» **Instructions to follow**: Would you extract the whole listing below and retype it exactly?
(Beginning of Supplied material)
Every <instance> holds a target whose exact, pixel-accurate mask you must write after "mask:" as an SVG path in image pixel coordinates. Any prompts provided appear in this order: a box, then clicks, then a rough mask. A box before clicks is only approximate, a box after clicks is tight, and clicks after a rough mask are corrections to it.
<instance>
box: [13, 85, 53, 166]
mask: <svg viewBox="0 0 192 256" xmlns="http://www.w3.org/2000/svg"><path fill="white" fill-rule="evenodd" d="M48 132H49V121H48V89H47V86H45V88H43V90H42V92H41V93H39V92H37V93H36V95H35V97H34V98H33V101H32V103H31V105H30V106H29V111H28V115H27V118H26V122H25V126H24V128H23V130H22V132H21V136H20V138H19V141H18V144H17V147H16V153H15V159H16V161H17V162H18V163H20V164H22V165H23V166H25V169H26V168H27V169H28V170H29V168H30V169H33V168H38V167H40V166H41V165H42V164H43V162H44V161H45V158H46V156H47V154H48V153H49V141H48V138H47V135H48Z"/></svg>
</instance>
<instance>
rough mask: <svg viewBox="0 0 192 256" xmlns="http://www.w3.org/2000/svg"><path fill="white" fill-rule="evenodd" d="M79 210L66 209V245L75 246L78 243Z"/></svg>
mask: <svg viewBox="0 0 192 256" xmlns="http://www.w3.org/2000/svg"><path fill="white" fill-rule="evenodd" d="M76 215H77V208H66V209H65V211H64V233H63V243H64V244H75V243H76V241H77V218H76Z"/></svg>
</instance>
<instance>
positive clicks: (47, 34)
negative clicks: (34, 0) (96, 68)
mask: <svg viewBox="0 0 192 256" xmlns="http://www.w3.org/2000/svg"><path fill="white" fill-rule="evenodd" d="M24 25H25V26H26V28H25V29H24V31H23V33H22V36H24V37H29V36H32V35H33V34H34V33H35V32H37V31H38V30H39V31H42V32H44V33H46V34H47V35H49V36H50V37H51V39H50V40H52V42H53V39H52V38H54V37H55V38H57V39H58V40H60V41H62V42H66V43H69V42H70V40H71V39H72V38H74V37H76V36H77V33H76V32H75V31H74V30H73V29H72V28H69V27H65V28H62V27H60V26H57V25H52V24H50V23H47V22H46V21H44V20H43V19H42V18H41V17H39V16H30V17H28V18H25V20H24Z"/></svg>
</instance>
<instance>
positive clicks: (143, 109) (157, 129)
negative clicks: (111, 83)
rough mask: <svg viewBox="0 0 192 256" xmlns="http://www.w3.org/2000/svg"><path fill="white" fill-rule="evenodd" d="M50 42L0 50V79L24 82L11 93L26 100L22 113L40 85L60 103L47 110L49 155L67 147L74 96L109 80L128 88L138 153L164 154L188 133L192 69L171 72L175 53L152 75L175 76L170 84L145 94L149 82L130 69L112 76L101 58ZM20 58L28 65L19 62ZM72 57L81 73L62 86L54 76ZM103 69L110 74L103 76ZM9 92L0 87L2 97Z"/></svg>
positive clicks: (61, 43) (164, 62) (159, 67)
(End of Supplied material)
» **Worked solution**:
Every <instance> holds a target whose exact, pixel-accurate mask you must write after "mask:" as an SVG path in image pixel coordinates. Any prompts provided appear in this order: a box, then clicks, then a rough mask. A box before clicks is only approximate, a box after clicks is tight, and clicks after a rough mask are corrections to it.
<instance>
box: [13, 85, 53, 166]
mask: <svg viewBox="0 0 192 256" xmlns="http://www.w3.org/2000/svg"><path fill="white" fill-rule="evenodd" d="M48 132H49V121H48V89H47V86H45V88H43V90H42V92H41V93H39V92H37V93H36V95H35V97H34V98H33V101H32V103H31V105H30V106H29V111H28V115H27V118H26V122H25V126H24V128H23V130H22V132H21V136H20V138H19V141H18V144H17V147H16V153H15V159H16V161H17V162H18V163H20V164H22V165H23V166H25V169H26V168H27V169H28V170H29V168H30V169H33V168H38V167H40V166H41V165H42V164H43V162H44V161H45V158H46V156H47V154H48V153H49V141H48V138H47V135H48Z"/></svg>
</instance>
<instance>
rough mask: <svg viewBox="0 0 192 256" xmlns="http://www.w3.org/2000/svg"><path fill="white" fill-rule="evenodd" d="M79 210L66 209V245L75 246L78 243Z"/></svg>
mask: <svg viewBox="0 0 192 256" xmlns="http://www.w3.org/2000/svg"><path fill="white" fill-rule="evenodd" d="M76 215H77V208H66V209H65V211H64V233H63V243H64V244H75V243H76V241H77V218H76Z"/></svg>
</instance>
<instance>
positive clicks: (47, 34)
negative clicks: (34, 0) (96, 68)
mask: <svg viewBox="0 0 192 256" xmlns="http://www.w3.org/2000/svg"><path fill="white" fill-rule="evenodd" d="M24 25H25V26H26V28H25V29H24V31H23V33H22V36H24V37H29V36H32V35H33V34H34V33H35V32H37V31H38V30H39V31H42V32H44V33H46V34H47V35H49V36H50V37H51V39H50V40H52V42H53V39H52V38H54V37H55V38H57V39H58V40H60V41H62V42H66V43H69V42H70V40H71V39H72V38H74V37H76V36H77V33H76V32H75V31H74V30H73V29H72V28H69V27H65V28H62V27H60V26H57V25H52V24H50V23H47V22H46V21H44V20H43V19H42V18H41V17H39V16H30V17H28V18H25V20H24Z"/></svg>
</instance>
<instance>
positive clicks: (143, 109) (157, 129)
negative clicks: (111, 83)
rough mask: <svg viewBox="0 0 192 256" xmlns="http://www.w3.org/2000/svg"><path fill="white" fill-rule="evenodd" d="M50 42L0 50V79L24 82L11 93L26 100L22 113L40 85L60 103L47 110L49 155L67 147L74 96L109 80L128 88L138 153L164 154L188 133L192 69L171 72L175 53L152 75L175 76L170 84L145 94L149 82L130 69L112 76L101 58ZM20 58L28 65L19 62ZM72 57L81 73L62 86L54 76ZM103 69L110 74L103 76ZM9 92L0 87L2 97Z"/></svg>
positive clicks: (61, 43) (164, 62) (159, 67)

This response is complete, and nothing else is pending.